Exercise instructions »
1: Using the Secretary of State's dispatch to the Ambassador in Great Britain below, list each British communication the United States says it has considered.
2: In the Secretary of State's dispatch below, over what area would the March 15 order in council assert unlimited belligerent rights over neutral commerce?
---------- Extracted text ----------
File No. 763.72/1588
The Secretary of State to the Ambassador in Great Britain (Page)
The Government of the United States has given careful consideration to the subjects treated in the British notes of March 13 and March 15, and to the British order in council of the latter date.3
These communications contain matters of grave importance to neutral nations. They appear to menace their rights of trade and intercourse not only with belligerents but also with one another. They call for frank comment in order that misunderstandings may be avoided. The Government of the United States deems it its duty, therefore, speaking in the sincerest spirit of friendship, to make its sown view and position with regard to them unmistakably clear.
The order in council of the 15th of March would constitute, were its provisions to be actually carried into effect as they stand, a practical assertion of unlimited belligerent rights over neutral commerce within the whole European area, and an almost unqualified denial of the sovereign rights of the nations now at peace.
This Government takes it for granted that there can be no question what those rights are. A nation’s sovereignty over its own ships and citizens under its own flag on the high seas in time of peace is, of course, unlimited and that sovereignty suffers no diminution in time of war, except in so far as the practice and consent of civilized nations has limited it by the recognition of certain now clearly determined rights, which it is conceded may be exercised by nations which are at war.
A belligerent nation has been conceded the right of visit and search, and the right of capture and condemnation, if upon examination a neutral vessel is found to be engaged in unneutral service or to be carrying contraband of war intended for the enemy’s government or armed forces. It has been conceded the right to establish and maintain a blockade of an enemy’s ports and coasts and to capture and condemn any vessel taken in trying to break the blockade. It is even conceded the right to detain and take to its own ports for judicial examination all vessels which it suspects for substantial reasons to be engaged in unneutral or contraband service and to condemn them if the suspicion is sustained. But such rights, long clearly defined both in doctrine and practice, have hitherto been held to be the only permissible exceptions to the principle of universal equality of sovereignty on the high seas as between belligerents and nations not engaged in war.
It is confidently assumed that His Majesty’s Government will not deny that it is a rule sanctioned by general practice that, even though a blockade should exist and the doctrine of contraband as to unblockaded territory be rigidly enforced, innocent shipments may be [Page 153] freely transported to and from the United States through neutral countries to belligerent territory without being subject to the penal ties of contraband traffic or breach of blockade, much less to detention, requisition, or confiscation.
Moreover the rules of the Declaration of Paris of 1856—among them that free, ships make free goods—will hardly at this day be disputed by the signatories of that solemn agreement.
---------- Data ----------
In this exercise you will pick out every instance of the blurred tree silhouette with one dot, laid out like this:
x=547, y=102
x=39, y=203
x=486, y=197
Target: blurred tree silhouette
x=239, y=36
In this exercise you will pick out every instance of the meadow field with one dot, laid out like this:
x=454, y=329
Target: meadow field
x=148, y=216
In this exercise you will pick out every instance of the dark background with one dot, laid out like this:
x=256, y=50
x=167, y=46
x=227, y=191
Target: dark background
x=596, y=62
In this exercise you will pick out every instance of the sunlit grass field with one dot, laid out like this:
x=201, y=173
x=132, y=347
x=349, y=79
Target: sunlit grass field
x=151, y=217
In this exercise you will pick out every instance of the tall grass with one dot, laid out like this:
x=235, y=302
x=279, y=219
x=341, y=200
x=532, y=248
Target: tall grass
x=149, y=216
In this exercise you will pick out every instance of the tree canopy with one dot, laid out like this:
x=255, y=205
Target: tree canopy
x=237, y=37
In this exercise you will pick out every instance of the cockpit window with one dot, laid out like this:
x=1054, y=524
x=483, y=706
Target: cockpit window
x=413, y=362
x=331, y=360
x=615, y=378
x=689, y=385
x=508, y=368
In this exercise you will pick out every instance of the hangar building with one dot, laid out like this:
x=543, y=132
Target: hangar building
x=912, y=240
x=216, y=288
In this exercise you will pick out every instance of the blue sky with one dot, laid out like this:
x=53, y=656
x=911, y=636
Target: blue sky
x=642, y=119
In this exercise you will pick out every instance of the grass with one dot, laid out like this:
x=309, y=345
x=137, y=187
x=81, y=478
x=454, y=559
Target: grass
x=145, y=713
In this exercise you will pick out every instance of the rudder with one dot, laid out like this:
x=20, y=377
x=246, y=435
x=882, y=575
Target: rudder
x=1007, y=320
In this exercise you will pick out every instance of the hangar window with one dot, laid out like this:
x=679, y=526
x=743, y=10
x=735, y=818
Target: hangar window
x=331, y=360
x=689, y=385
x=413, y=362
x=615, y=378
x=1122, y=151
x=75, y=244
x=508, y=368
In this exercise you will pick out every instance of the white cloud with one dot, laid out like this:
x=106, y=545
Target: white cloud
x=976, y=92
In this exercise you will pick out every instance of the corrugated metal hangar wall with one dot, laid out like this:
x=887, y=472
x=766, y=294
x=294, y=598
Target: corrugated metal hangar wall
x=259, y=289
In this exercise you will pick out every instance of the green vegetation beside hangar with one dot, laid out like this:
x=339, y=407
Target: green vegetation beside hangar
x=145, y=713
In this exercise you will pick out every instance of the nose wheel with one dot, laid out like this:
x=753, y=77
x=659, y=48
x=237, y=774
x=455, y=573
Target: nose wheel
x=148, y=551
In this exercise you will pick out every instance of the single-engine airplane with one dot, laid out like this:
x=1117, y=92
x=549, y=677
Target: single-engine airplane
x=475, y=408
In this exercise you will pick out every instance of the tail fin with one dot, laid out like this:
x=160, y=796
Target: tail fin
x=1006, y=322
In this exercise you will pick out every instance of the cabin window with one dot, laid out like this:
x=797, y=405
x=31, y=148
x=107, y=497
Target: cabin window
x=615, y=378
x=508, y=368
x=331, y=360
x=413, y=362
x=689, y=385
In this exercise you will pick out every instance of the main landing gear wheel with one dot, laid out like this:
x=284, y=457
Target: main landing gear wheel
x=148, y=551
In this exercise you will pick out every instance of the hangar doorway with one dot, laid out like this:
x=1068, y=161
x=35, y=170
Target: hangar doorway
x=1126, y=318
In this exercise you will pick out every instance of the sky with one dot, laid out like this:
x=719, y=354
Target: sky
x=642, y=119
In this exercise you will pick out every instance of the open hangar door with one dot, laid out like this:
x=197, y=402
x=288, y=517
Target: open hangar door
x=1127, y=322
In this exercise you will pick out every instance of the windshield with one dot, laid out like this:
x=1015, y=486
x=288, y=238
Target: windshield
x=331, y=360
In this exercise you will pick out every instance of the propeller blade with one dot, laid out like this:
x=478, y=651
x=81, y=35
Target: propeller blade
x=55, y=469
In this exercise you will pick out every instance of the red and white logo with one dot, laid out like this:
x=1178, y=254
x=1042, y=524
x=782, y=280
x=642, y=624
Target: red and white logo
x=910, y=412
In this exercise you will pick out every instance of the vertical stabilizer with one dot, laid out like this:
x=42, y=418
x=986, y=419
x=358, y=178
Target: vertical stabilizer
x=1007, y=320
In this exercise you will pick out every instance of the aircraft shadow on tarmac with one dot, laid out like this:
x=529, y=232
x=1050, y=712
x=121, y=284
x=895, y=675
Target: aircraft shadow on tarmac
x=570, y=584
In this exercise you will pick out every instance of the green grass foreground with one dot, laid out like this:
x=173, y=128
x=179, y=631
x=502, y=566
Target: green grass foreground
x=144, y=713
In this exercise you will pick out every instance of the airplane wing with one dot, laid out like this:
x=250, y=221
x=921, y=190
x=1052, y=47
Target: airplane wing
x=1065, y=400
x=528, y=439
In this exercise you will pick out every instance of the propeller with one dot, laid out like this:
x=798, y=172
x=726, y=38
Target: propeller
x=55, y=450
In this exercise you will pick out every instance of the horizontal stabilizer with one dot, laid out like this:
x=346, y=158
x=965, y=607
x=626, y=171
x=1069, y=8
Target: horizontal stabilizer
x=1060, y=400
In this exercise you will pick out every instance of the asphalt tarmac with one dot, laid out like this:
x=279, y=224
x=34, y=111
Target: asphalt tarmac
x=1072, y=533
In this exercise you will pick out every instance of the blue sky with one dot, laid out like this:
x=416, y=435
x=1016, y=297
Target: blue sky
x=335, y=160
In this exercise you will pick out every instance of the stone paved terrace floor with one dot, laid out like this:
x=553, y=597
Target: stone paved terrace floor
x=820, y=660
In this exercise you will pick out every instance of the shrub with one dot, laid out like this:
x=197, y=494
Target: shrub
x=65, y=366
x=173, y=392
----------
Results »
1:
- The British note of March 13
- The British note of March 15
- The British order in council of March 15

2: The whole European area.